### Text excerpt
★ ★ ★ ★ ★

Dr Yusuf K Hamied, CMD of India's largest pharma company, Cipla, has earned many unflattering epithets for building a company that "reverse engineers life saving drugs". Big pharmas, even today, describe him as a man with no respect for intellectual property while, at the same time, millions of people, the world over, have only gratitude for him. With over 2,000 generic products from Cipla made available across 183 countries, Dr Hamied has made healthcare affordable and accessible to millions of people in developing nations.

Recognizing his contributions to the life science industry, BioSpectrum conferred on him the BioSpectrum Asia Pacific Bioscience Industry Life Time Achievement Award in 2011.

Under Dr Hamied's leadership, Cipla burst onto the global pharma scene in 2001 making Triomune (first line anti-retroviral therapy for AIDS) available at less than $1 per patient per day.

The company has been onto HIV/ AIDS since 1991 when it was approached by the Indian government to produce AZT, the only known mono-therapy to combat AIDS - a health issue that had begun to plague India. Cipla took up the challenge, and in 1993 introduced AZT at $2 per day in India, against the then prevailing international price of over $12 per day. However, it was still too costly for patients in India and poor sales forced Cipla to close down AZT manufacturing.

★ ★ ★ ★ ★

(Phrase grounding data)
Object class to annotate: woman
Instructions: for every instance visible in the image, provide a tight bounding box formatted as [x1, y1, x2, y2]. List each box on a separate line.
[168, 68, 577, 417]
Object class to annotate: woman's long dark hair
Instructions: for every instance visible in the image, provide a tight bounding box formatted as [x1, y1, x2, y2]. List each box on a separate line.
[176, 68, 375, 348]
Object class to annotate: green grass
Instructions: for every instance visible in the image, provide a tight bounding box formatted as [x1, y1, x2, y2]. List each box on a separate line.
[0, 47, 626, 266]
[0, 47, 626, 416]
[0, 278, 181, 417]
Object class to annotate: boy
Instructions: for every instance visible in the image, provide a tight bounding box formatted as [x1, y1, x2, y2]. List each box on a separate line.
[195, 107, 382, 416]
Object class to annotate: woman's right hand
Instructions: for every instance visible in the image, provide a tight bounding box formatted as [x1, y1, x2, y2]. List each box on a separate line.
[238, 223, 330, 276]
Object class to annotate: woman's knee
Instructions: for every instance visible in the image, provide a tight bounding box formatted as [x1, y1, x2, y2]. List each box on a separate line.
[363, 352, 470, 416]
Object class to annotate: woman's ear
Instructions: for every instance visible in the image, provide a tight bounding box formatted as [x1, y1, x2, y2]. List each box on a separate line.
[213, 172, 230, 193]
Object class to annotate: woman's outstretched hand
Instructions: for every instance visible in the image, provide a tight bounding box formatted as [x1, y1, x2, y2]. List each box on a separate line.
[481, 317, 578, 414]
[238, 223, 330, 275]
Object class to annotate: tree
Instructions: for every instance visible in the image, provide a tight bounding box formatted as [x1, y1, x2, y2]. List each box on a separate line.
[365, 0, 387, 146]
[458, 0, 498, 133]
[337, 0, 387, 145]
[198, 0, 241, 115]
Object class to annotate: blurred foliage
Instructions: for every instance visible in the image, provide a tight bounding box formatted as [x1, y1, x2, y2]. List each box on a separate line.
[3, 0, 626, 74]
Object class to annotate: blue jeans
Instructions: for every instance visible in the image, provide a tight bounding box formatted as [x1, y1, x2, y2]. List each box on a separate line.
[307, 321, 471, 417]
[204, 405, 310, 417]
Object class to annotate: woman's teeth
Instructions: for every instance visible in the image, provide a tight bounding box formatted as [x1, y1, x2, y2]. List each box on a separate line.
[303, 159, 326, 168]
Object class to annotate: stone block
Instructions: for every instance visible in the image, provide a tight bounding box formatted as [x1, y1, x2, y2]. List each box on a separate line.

★ ★ ★ ★ ★

### What is needed
Using the text on Dr Hamied and Cipla, explain why Cipla stopped manufacturing AZT after launching it in India.

### Result for this exercise
Cipla introduced AZT in India in 1993 at $2 per day, well below the international price of over $12 per day. The drug was still too costly for patients in India, and the resulting poor sales forced Cipla to close down AZT manufacturing.